--- EXCERPTED PASSAGE ---
This culminated with an overwhelmingly of Dems (plus a minority of Reps) supporting TARP in October 2008 ... thereby cementing that implicit deal into an explicit one.
TARP was the last straw, the tipping point, from which the Tea Party sprang.
But make no mistake, there were many many people already plenty steamed about things that had gone on for decades under both parties.
Commit yourself to voting for someone other then a D or R in November.
While a majority of Americans are on Obama's left on many important issues (health care, wars, taxing the wealthy and corps, bailing out main street, etc ..) and elected him with a strong mandate for reforms, Obama is selling them down river to corporate interests and the right wing who did their utmost to redistribute wealth upward and drown government in a bathtub now plays the role of the people's savior barely a year after the results of their policies became obvious for everyone to see. This is a farce, and we'll all pay dearly for it.
I say the majority of American's are on Obama's right. I offer a link to several polls just on health care. (note: the daily kos is not included but everyone from Rasmussen left is.
---
● **WHAT THIS EXERCISE ASKS**
1 > Repeat the excerpt on TARP and the Tea Party word for word, starting with "While a majority" and going on through "Rasmussen left is.".
2 > In the excerpt on TARP and the Tea Party, what is named as the tipping point from which the Tea Party sprang?
--- DATA ---
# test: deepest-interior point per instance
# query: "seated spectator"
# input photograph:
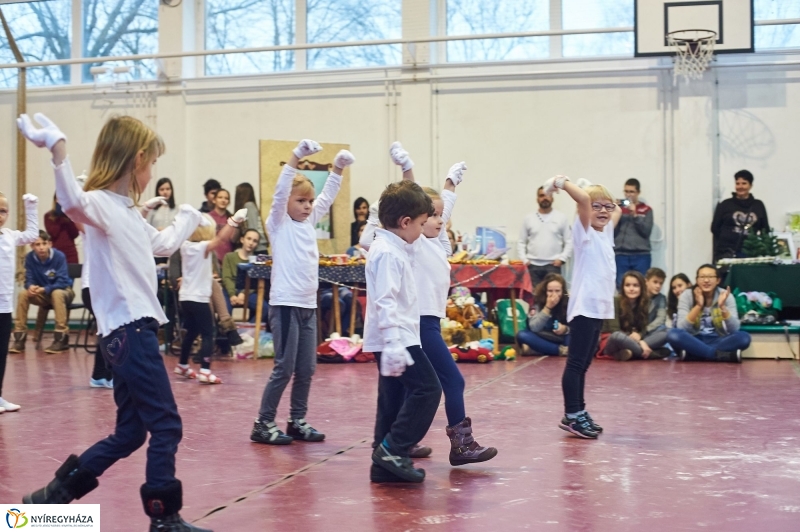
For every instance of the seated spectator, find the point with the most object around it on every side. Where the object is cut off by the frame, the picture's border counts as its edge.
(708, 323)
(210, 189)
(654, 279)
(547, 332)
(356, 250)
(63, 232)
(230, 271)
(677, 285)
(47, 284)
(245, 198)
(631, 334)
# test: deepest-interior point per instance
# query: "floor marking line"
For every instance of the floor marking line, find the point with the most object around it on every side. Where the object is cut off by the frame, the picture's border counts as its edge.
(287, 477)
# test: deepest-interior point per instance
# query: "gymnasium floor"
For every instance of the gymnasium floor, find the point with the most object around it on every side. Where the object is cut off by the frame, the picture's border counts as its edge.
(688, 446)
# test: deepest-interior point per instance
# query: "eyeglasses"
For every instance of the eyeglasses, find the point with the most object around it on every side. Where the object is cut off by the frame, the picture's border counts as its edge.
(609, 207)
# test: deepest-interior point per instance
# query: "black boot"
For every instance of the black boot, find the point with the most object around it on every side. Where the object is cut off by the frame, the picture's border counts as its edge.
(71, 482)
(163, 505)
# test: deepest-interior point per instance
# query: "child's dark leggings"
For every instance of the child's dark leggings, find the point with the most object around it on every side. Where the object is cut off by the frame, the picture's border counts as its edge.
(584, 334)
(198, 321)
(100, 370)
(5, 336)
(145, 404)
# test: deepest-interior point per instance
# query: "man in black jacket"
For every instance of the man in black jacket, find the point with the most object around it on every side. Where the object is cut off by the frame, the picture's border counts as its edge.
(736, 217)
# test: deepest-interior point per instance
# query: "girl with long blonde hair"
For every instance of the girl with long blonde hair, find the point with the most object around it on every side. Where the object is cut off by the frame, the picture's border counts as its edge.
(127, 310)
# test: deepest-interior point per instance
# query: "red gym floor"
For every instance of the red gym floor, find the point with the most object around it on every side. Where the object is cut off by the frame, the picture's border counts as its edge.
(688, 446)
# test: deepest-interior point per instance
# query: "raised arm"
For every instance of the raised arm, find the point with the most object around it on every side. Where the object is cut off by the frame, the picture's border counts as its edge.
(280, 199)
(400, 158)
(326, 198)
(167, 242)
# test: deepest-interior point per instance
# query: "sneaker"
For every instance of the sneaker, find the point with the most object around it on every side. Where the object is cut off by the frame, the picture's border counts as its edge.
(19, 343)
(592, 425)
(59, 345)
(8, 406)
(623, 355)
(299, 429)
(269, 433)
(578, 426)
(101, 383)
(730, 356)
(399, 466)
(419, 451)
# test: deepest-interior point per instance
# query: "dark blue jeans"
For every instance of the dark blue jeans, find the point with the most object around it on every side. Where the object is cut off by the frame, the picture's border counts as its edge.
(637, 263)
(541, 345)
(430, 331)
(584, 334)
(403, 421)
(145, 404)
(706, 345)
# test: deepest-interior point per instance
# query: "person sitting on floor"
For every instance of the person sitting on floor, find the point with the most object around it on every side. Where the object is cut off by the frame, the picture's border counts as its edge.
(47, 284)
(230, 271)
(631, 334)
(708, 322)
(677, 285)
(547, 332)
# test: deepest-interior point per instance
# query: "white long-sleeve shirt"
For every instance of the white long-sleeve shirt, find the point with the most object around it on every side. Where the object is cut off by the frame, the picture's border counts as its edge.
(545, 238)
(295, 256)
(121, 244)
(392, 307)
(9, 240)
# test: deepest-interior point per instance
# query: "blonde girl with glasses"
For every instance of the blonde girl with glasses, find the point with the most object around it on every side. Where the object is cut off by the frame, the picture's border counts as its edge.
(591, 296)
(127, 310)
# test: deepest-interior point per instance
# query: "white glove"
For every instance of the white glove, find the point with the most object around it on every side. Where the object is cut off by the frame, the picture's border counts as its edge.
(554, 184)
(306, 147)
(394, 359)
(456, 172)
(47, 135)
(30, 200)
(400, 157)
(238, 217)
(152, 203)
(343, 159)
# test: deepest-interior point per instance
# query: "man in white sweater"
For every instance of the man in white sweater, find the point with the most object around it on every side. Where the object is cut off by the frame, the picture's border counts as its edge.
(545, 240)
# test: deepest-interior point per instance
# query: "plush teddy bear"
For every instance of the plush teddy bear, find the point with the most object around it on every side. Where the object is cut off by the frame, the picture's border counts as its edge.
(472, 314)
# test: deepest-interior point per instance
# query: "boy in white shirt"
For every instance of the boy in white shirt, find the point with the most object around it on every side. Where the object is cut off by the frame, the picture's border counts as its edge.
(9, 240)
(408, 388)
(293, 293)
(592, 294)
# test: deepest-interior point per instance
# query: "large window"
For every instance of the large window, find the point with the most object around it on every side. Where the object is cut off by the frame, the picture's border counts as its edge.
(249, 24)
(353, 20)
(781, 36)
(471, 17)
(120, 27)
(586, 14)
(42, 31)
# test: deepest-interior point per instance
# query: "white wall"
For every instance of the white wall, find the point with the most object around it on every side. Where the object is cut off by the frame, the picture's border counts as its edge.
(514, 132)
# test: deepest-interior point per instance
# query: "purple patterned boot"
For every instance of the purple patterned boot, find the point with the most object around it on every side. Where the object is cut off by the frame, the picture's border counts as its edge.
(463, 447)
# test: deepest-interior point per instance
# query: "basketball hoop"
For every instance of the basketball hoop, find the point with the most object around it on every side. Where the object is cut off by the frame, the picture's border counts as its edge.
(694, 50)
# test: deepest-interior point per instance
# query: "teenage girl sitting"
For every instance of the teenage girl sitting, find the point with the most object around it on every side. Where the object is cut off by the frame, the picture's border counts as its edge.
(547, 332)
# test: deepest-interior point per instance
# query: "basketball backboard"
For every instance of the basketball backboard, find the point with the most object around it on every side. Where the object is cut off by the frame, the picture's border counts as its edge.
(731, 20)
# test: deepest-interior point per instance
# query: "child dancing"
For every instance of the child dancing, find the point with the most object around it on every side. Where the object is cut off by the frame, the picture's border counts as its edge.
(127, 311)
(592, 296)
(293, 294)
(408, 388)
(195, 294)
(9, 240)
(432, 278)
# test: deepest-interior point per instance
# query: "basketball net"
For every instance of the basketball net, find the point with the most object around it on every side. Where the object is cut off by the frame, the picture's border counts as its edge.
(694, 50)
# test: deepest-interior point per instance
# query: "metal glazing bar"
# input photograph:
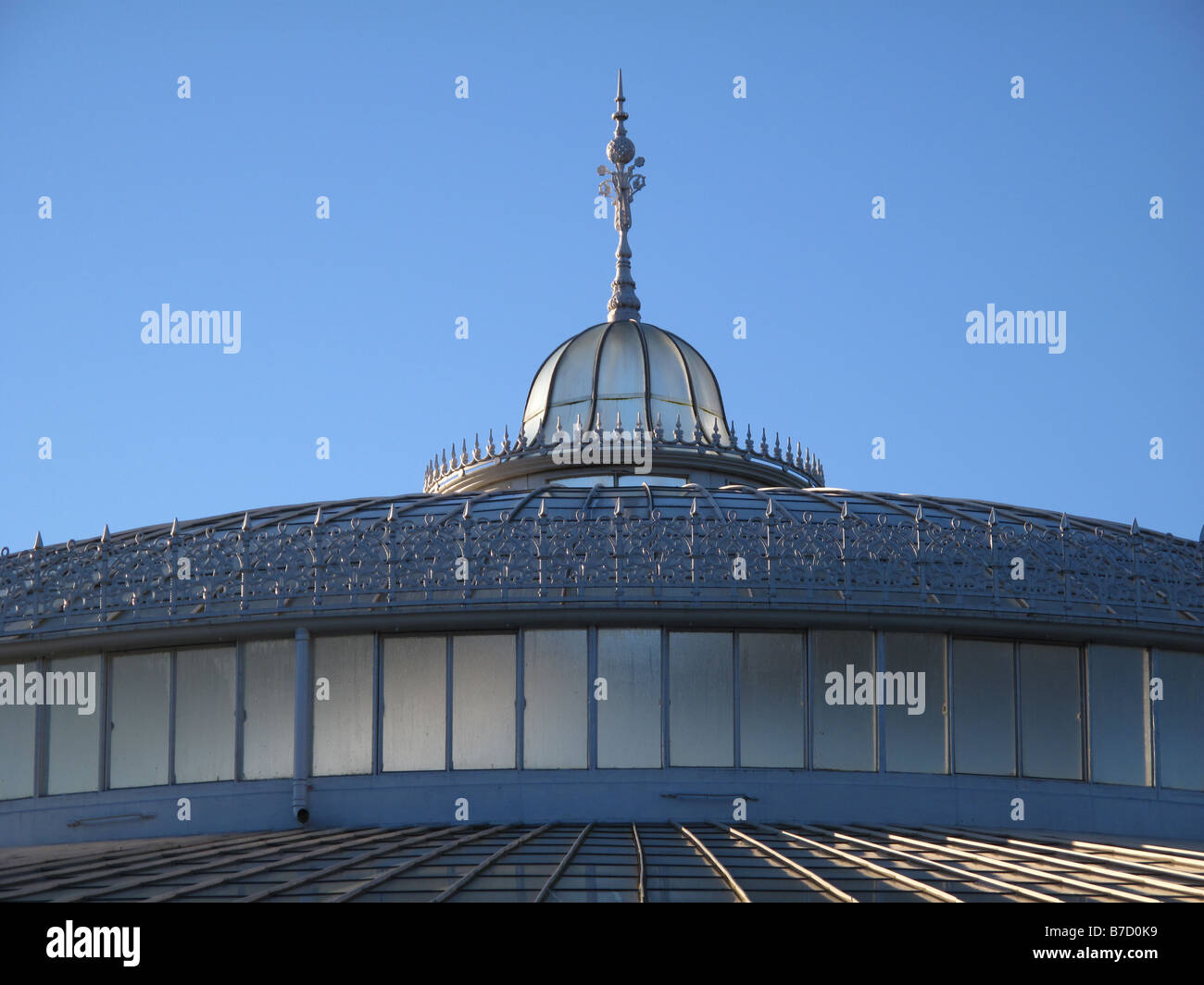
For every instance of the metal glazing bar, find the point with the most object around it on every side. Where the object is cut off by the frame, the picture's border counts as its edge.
---
● **COMPLETED EXERCISE**
1 >
While a majority of Americans are on Obama's left on many important issues (health care, wars, taxing the wealthy and corps, bailing out main street, etc ..) and elected him with a strong mandate for reforms, Obama is selling them down river to corporate interests and the right wing who did their utmost to redistribute wealth upward and drown government in a bathtub now plays the role of the people's savior barely a year after the results of their policies became obvious for everyone to see. This is a farce, and we'll all pay dearly for it.
I say the majority of American's are on Obama's right. I offer a link to several polls just on health care. (note: the daily kos is not included but everyone from Rasmussen left is.

2 > TARP